- **SHORT PROBLEM**:
Count the lines of the records below that contain the string "glacier", with case counting. Give only the number.

- **Entries of an annotation dataset**:

-- BEGIN --

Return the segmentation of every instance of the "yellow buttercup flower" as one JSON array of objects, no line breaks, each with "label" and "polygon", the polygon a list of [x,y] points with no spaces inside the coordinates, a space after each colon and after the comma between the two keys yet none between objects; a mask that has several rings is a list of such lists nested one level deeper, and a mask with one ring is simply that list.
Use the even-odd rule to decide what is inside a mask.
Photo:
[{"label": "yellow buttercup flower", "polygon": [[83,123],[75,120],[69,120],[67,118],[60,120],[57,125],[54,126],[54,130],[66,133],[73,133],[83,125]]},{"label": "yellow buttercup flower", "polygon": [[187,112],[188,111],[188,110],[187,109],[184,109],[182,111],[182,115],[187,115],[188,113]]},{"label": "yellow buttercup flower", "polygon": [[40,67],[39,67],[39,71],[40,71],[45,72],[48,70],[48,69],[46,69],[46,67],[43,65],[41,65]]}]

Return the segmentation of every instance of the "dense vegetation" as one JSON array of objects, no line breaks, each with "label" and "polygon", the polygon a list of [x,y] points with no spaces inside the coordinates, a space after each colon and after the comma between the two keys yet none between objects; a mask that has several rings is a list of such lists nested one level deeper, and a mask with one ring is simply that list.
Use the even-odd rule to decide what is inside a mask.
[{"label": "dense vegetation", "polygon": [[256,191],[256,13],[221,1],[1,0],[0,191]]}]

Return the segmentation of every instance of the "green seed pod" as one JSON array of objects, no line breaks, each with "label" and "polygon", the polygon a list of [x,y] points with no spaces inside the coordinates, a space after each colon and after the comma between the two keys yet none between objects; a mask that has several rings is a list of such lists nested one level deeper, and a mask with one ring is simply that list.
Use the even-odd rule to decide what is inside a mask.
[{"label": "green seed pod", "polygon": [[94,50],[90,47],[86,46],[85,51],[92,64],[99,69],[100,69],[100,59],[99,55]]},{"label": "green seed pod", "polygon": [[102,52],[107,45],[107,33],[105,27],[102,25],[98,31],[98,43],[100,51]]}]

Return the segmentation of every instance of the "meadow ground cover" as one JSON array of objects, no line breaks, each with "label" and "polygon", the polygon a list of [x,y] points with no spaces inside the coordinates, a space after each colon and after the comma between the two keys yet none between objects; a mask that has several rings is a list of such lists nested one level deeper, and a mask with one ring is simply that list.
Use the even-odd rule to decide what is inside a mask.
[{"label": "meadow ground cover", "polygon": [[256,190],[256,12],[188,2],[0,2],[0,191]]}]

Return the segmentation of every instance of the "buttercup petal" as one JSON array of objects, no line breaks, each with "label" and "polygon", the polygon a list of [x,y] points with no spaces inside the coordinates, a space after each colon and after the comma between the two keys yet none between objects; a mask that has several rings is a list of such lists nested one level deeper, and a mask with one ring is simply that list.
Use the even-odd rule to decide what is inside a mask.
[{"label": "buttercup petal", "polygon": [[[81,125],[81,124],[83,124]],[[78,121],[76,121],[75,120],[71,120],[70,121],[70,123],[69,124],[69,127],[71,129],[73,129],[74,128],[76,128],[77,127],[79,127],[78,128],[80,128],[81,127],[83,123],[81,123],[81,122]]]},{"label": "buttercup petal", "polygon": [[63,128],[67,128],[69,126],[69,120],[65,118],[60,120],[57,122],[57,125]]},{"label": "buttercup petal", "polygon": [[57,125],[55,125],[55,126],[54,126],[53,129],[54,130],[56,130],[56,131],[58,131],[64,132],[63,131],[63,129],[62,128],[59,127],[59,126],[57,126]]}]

-- END --
-- BEGIN --

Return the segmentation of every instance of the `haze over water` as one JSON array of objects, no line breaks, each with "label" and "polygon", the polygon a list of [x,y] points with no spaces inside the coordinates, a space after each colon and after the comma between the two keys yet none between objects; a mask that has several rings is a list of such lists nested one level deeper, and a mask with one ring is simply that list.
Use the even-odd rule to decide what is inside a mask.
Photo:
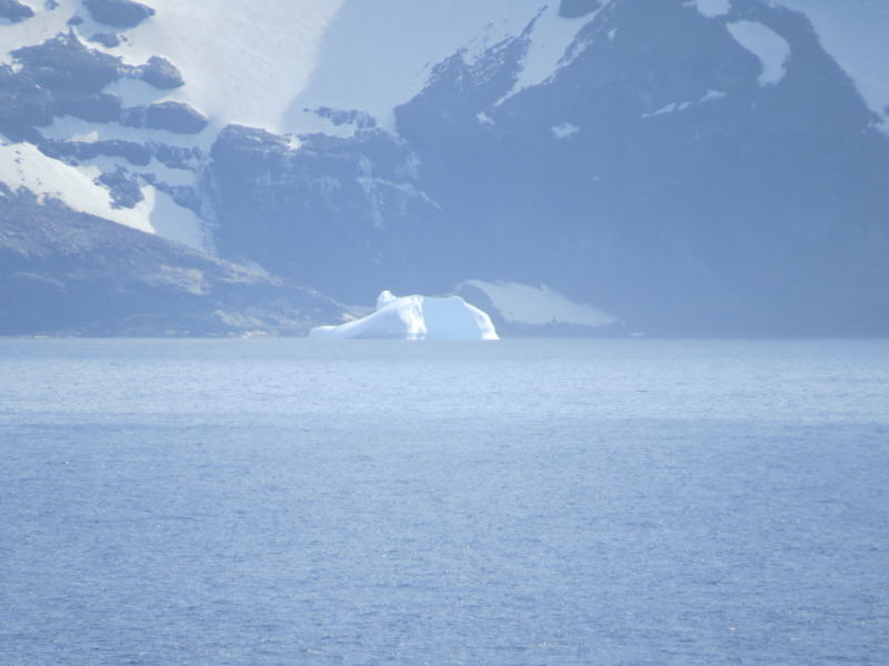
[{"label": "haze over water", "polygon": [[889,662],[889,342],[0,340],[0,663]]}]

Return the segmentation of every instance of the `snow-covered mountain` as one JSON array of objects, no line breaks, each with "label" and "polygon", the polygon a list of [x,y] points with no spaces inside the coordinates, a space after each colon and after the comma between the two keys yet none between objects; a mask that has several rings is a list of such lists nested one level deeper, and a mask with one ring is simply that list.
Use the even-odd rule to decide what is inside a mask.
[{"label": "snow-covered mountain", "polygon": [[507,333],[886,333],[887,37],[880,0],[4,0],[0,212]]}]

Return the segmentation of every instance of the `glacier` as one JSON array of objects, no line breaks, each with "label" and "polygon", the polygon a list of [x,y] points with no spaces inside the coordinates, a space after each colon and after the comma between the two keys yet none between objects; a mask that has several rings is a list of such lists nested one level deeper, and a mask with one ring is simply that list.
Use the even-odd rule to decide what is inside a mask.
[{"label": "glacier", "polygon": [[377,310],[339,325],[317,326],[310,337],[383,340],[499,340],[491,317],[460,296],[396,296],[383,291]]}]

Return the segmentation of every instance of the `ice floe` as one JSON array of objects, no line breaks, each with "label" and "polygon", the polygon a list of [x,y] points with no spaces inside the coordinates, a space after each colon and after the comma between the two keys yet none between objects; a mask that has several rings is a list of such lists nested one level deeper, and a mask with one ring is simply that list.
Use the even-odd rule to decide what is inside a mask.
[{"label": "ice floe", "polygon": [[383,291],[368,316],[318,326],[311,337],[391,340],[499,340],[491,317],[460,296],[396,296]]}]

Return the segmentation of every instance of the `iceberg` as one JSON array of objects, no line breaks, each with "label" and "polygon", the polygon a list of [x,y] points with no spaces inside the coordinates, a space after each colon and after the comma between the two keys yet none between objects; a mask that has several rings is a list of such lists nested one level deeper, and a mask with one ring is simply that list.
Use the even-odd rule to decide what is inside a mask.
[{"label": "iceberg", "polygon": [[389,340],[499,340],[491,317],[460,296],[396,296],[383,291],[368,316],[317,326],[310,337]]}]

-- END --
-- BEGIN --

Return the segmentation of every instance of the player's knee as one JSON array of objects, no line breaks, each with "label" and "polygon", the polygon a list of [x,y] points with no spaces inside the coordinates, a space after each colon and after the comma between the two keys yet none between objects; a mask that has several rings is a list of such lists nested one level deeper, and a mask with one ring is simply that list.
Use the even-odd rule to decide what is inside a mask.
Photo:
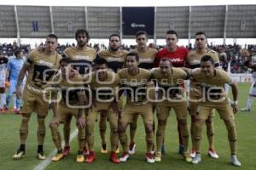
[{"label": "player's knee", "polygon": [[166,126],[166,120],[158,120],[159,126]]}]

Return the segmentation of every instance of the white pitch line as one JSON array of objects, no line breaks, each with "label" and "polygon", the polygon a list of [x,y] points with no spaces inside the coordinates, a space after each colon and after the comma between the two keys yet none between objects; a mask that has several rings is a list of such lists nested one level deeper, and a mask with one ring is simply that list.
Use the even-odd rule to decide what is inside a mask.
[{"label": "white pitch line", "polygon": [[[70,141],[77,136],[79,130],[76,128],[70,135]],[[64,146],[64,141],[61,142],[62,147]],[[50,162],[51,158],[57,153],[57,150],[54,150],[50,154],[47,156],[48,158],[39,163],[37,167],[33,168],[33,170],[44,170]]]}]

-- END --

- **SOLUTION**:
2